[Material for this task — start]

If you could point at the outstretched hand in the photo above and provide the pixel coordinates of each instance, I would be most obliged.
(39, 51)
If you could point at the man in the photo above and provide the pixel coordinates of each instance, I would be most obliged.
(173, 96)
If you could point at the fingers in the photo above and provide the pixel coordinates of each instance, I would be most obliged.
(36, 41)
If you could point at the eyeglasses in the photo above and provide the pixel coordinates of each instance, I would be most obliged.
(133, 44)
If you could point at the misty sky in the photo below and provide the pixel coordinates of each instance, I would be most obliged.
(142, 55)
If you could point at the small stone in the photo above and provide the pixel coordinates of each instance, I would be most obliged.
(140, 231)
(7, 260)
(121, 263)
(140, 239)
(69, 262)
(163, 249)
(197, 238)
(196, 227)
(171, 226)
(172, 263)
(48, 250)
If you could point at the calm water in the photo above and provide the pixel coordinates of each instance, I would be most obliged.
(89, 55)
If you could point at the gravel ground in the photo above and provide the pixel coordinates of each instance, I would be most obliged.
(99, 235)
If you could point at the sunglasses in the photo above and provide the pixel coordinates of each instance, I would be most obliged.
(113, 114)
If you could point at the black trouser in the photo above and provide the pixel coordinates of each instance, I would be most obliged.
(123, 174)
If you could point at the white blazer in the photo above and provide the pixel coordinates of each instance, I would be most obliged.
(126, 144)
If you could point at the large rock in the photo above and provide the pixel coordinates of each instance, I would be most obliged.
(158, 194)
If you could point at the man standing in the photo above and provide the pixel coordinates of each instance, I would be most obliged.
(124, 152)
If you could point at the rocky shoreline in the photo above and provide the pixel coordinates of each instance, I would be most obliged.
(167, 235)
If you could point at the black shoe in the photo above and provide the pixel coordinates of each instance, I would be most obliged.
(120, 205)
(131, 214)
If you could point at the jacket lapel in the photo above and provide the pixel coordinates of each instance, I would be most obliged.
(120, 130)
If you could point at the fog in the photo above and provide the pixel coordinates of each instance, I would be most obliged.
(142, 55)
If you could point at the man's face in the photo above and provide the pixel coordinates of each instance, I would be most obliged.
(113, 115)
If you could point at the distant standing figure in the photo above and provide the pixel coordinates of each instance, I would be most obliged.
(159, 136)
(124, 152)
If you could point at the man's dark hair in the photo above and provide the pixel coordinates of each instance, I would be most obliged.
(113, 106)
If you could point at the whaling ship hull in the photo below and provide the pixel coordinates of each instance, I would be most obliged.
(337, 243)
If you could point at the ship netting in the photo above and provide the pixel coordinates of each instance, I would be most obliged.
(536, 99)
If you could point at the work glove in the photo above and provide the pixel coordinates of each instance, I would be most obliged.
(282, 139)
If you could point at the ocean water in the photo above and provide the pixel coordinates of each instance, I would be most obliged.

[Material for this task — finish]

:: Activity ::
Return all of the above records exactly, leaving no line out.

:: Result ::
If you could point at the outstretched hand in the photo above and provide the pixel coordinates of each instance, I would be most obliged.
(39, 51)
If you could point at the man in the photo above and provide the pixel coordinates of each instance, I would be most obliged.
(173, 96)
If you could point at the fingers in the photo above and provide the pixel coordinates of each instance, I would be most obliged.
(36, 41)
If you could point at the eyeglasses in the photo above and provide the pixel coordinates of each instance, I would be most obliged.
(133, 44)
If you could point at the misty sky in the photo below and provide the pixel coordinates of each instance, I would be most obliged.
(142, 55)
If you could point at the small stone in the photo above and provide the pixel coordinates of each instance, I would be most obliged.
(140, 231)
(7, 260)
(121, 263)
(140, 239)
(69, 262)
(163, 249)
(197, 238)
(196, 227)
(171, 226)
(172, 263)
(48, 250)
If you could point at the calm water in the photo above and provide the pixel coordinates of each instance, I would be most obliged.
(89, 55)
If you could point at the gravel ground in the photo above and provide the pixel coordinates of each instance, I would be most obliged.
(99, 235)
If you could point at the sunglasses in the photo above and provide the pixel coordinates of each instance, I would be most obliged.
(113, 114)
If you could point at the black trouser in the photo above and provide the pixel coordinates of each instance, I would be most obliged.
(123, 174)
If you could point at the white blazer in the photo above and provide the pixel coordinates of each instance, I would be most obliged.
(126, 144)
If you could point at the large rock in the photo above and provide the pixel coordinates of each instance, I would be most obliged.
(158, 194)
If you could point at the man standing in the photo above and provide the pixel coordinates of each instance, I would be most obliged.
(124, 152)
If you could point at the rocky shoreline in the photo above and provide the pixel coordinates of each instance, I would be most obliged.
(167, 235)
If you could point at the black shoe in the photo above and provide the pixel coordinates of each instance, I would be most obliged.
(120, 205)
(131, 214)
If you could point at the jacket lapel in the photo above and provide the pixel coordinates of each instance, I would be most obliged.
(120, 130)
If you could point at the fog in the photo above and provide the pixel coordinates of each instance, I would be most obliged.
(142, 55)
If you could point at the man's face in the photo above and provide the pixel coordinates of each instance, I would be most obliged.
(113, 115)
If you could point at the distant standing figure in the photo above and provide the pixel coordinates of each instance, I would be most obliged.
(159, 136)
(124, 152)
If you could point at the man's dark hair in the photo above and provide the pixel coordinates of each instance, I would be most obliged.
(113, 106)
If you could point at the whaling ship hull in the photo below and provide the pixel coordinates of each instance, I would be most obliged.
(337, 243)
If you could point at the ship netting in the photo above and provide the pixel coordinates of each instance, I would be most obliged.
(536, 99)
If you could point at the work glove in the photo above and provide the pixel coordinates of each instance, I would be most obliged.
(282, 139)
If you could point at the ocean water in the photo above and provide the pixel coordinates of each instance, I would be most obliged.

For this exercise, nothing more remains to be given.